→ INSTRUCTIONS FOR THE TASK
Write out every line of the records below again, but leave out the pictures. Shift each coordinate in the answers by -120 and change no other numbers.

──────── LISTED RECORDS ────────

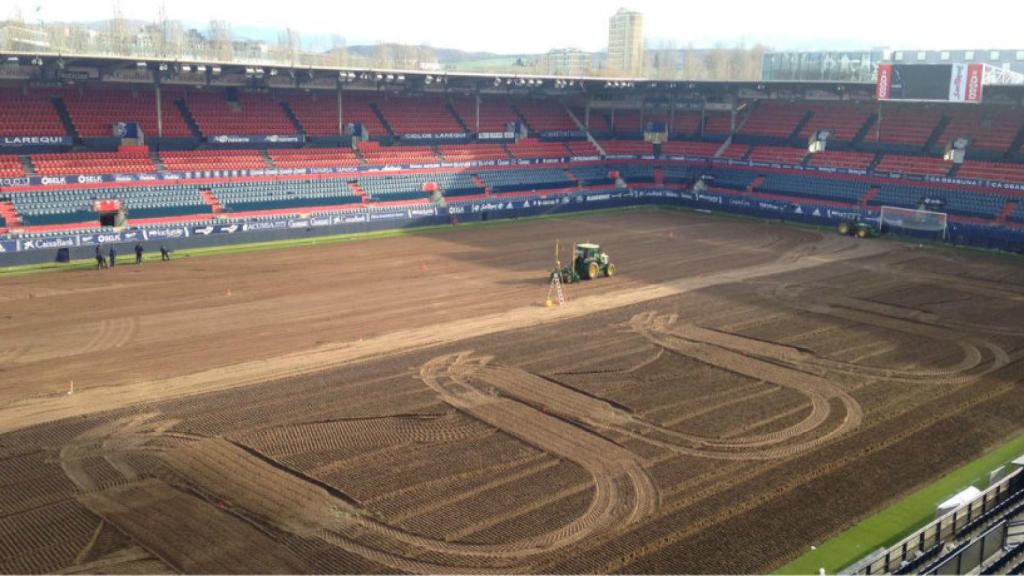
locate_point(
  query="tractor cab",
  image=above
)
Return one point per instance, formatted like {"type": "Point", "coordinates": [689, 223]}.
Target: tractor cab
{"type": "Point", "coordinates": [589, 262]}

────────

→ FINISHED ANSWER
locate_point(
  query="tractor cab",
  image=above
)
Return one point per instance, formatted like {"type": "Point", "coordinates": [689, 223]}.
Target: tractor cab
{"type": "Point", "coordinates": [469, 142]}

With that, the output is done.